Written problem ::
From the line that includes "point: blue sky" to the last line of the records, inclusive, repeat each line exactly.

+ + +

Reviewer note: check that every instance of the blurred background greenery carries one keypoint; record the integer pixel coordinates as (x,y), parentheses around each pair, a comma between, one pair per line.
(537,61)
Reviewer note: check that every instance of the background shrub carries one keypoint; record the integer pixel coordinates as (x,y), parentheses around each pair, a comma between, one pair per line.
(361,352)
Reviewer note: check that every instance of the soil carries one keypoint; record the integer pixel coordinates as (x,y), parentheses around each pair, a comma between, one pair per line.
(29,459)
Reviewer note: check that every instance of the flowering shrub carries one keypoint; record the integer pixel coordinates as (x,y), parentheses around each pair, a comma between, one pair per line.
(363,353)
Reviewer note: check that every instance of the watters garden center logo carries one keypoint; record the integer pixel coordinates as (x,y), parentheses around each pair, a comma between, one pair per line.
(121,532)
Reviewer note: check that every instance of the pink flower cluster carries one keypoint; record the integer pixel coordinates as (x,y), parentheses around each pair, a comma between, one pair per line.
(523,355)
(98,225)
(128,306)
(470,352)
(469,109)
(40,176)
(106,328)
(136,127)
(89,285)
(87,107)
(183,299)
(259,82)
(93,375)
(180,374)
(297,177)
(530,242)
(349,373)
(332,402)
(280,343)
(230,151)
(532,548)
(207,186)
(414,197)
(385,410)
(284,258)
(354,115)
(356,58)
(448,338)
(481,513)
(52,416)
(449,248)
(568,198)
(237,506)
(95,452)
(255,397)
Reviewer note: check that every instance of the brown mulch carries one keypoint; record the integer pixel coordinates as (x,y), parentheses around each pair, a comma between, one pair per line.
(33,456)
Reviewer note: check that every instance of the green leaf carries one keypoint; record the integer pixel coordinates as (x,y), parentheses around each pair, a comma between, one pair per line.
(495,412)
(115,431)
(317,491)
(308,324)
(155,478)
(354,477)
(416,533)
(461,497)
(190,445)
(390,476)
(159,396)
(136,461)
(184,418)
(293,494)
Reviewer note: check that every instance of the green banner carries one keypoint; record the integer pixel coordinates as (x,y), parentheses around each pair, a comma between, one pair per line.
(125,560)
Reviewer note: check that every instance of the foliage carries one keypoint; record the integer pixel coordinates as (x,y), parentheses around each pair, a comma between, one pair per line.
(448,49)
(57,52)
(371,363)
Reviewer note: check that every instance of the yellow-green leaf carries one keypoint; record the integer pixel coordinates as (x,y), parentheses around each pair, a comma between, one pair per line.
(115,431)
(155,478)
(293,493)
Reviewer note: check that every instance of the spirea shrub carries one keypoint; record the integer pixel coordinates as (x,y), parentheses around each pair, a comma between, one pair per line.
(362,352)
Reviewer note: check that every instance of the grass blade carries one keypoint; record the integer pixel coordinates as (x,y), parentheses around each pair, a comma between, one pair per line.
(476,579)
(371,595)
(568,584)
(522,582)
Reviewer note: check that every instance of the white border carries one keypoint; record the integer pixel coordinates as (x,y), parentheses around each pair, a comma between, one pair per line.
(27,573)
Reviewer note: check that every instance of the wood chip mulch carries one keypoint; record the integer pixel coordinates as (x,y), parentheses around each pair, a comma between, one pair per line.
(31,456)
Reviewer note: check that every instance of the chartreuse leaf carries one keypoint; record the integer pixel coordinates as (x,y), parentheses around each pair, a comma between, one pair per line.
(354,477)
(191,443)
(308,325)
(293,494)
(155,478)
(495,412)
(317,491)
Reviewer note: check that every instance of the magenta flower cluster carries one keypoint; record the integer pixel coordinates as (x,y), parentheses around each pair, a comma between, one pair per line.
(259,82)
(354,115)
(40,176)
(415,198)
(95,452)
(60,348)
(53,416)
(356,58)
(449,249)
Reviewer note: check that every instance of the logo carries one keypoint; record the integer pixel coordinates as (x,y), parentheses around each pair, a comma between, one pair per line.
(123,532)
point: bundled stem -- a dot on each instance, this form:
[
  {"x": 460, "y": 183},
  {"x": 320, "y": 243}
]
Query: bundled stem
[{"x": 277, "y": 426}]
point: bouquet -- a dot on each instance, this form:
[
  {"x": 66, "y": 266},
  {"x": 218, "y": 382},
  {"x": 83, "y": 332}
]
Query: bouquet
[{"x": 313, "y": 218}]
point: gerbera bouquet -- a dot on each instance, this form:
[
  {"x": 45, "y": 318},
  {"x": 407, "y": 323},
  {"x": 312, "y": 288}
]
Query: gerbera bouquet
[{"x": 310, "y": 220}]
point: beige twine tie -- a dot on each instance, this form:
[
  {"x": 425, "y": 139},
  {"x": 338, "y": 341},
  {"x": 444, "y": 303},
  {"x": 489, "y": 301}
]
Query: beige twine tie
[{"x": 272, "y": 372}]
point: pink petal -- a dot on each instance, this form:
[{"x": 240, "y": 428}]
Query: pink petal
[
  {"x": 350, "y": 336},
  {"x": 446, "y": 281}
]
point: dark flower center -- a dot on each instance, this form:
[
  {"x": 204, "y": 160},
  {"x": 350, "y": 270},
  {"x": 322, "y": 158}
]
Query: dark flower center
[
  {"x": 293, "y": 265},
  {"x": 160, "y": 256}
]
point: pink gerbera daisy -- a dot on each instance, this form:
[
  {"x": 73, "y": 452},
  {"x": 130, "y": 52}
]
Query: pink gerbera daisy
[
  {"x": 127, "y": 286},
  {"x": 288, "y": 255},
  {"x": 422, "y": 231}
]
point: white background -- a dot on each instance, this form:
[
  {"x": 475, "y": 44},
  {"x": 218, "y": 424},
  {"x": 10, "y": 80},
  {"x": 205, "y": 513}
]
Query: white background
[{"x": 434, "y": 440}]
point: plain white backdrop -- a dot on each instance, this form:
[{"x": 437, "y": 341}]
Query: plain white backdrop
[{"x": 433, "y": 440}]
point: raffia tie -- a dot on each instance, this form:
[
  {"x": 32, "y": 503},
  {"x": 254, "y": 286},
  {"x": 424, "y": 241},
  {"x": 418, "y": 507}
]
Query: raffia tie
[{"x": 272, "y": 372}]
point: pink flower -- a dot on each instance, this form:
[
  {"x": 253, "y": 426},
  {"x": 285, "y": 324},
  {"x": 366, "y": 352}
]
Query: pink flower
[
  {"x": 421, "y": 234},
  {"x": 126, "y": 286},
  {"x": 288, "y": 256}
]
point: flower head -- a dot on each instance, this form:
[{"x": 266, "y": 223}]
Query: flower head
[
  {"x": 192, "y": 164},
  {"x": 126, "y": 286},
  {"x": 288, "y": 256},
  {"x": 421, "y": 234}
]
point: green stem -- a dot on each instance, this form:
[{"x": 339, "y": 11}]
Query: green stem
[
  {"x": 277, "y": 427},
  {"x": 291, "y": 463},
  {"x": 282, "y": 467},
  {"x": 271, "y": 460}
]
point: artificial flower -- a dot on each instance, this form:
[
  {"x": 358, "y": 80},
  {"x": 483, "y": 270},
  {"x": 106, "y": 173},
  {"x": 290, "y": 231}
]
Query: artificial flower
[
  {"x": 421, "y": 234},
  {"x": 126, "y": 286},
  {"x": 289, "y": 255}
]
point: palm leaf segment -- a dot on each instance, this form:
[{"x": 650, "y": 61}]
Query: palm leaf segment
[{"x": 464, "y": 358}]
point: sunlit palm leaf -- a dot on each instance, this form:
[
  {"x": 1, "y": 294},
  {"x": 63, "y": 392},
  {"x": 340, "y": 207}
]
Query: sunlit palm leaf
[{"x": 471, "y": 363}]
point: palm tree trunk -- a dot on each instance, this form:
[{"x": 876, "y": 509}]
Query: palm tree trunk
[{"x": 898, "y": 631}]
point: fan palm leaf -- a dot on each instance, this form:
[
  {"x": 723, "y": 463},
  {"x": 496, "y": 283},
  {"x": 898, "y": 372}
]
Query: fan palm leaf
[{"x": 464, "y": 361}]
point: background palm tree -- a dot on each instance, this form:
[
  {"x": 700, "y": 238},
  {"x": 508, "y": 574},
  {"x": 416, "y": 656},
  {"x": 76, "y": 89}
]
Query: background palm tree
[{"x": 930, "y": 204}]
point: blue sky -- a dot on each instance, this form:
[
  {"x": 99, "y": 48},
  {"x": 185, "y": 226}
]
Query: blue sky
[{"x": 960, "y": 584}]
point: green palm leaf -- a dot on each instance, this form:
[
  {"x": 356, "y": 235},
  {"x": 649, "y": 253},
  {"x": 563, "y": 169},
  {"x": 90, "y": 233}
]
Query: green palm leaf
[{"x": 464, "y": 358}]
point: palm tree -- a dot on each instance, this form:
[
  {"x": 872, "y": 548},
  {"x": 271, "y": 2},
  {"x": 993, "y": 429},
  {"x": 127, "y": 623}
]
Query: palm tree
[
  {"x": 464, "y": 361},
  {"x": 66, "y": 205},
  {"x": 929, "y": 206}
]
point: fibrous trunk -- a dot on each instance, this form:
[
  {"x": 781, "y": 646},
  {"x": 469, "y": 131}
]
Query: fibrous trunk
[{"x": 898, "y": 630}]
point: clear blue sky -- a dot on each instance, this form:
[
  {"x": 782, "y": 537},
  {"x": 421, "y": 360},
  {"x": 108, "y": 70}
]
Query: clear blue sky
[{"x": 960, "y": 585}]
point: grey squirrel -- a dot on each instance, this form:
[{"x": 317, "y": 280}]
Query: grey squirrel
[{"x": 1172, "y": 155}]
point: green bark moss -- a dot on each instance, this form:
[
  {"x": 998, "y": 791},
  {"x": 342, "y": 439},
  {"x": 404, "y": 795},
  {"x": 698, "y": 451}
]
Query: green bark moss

+ + +

Solution to this problem ::
point: blue sky -- a dot on each instance, this form:
[
  {"x": 99, "y": 48},
  {"x": 185, "y": 226}
]
Query: blue sky
[{"x": 960, "y": 584}]
point: green palm leaf -- a dot on each instance, this form:
[
  {"x": 356, "y": 235},
  {"x": 649, "y": 253},
  {"x": 563, "y": 169},
  {"x": 90, "y": 233}
]
Query: green palm leaf
[{"x": 464, "y": 358}]
point: palm tree -- a dot on each instance, this form:
[
  {"x": 872, "y": 548},
  {"x": 271, "y": 2},
  {"x": 993, "y": 429},
  {"x": 127, "y": 623}
]
Query: palm tree
[
  {"x": 464, "y": 361},
  {"x": 66, "y": 205},
  {"x": 929, "y": 206}
]
point: fibrous trunk -- a dot on each instance, this form:
[
  {"x": 781, "y": 646},
  {"x": 469, "y": 131}
]
Query: fibrous trunk
[{"x": 898, "y": 630}]
point: clear blue sky -- a dot on each instance, this form:
[
  {"x": 782, "y": 537},
  {"x": 421, "y": 360},
  {"x": 108, "y": 70}
]
Query: clear blue sky
[{"x": 960, "y": 585}]
point: grey squirrel -- a dot on each instance, this form:
[{"x": 317, "y": 280}]
Query: grey squirrel
[{"x": 1172, "y": 155}]
point: green bark moss -- a dot on each instance, this form:
[
  {"x": 998, "y": 791},
  {"x": 342, "y": 439},
  {"x": 404, "y": 795},
  {"x": 698, "y": 451}
]
Query: green bark moss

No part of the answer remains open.